Extracted records

* * * * *

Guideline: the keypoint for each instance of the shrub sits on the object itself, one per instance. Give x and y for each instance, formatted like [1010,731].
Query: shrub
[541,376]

* * * * *

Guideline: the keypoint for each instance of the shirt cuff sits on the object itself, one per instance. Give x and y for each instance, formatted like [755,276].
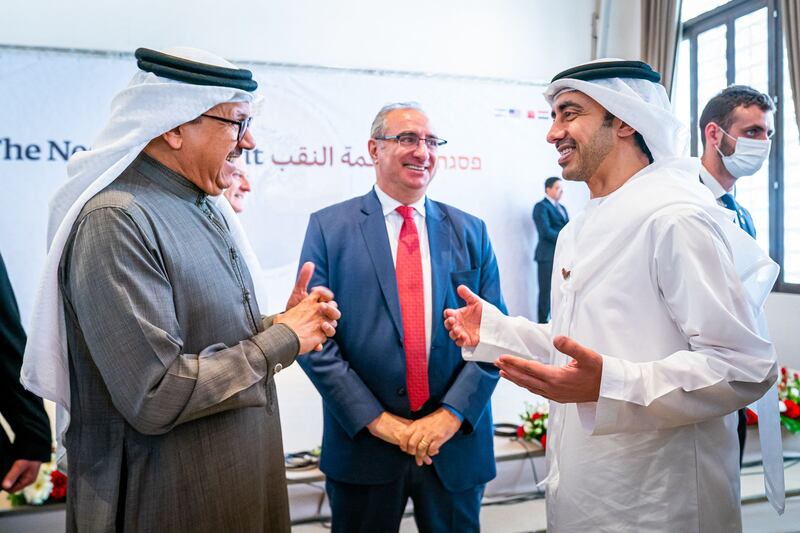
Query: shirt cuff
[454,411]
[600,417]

* * * * *

What to do
Copy out each line of the records above that contains the word "Give".

Output
Guideline: the keypoint for each instance of the shrub sits on the object itself, one per instance. Give x and y for each instance, formatted like [1010,731].
Guideline: the keypoint for each instance of the shirt cuff sits on the object itself, one per instance. Give x and y for each instance, formatted like [755,276].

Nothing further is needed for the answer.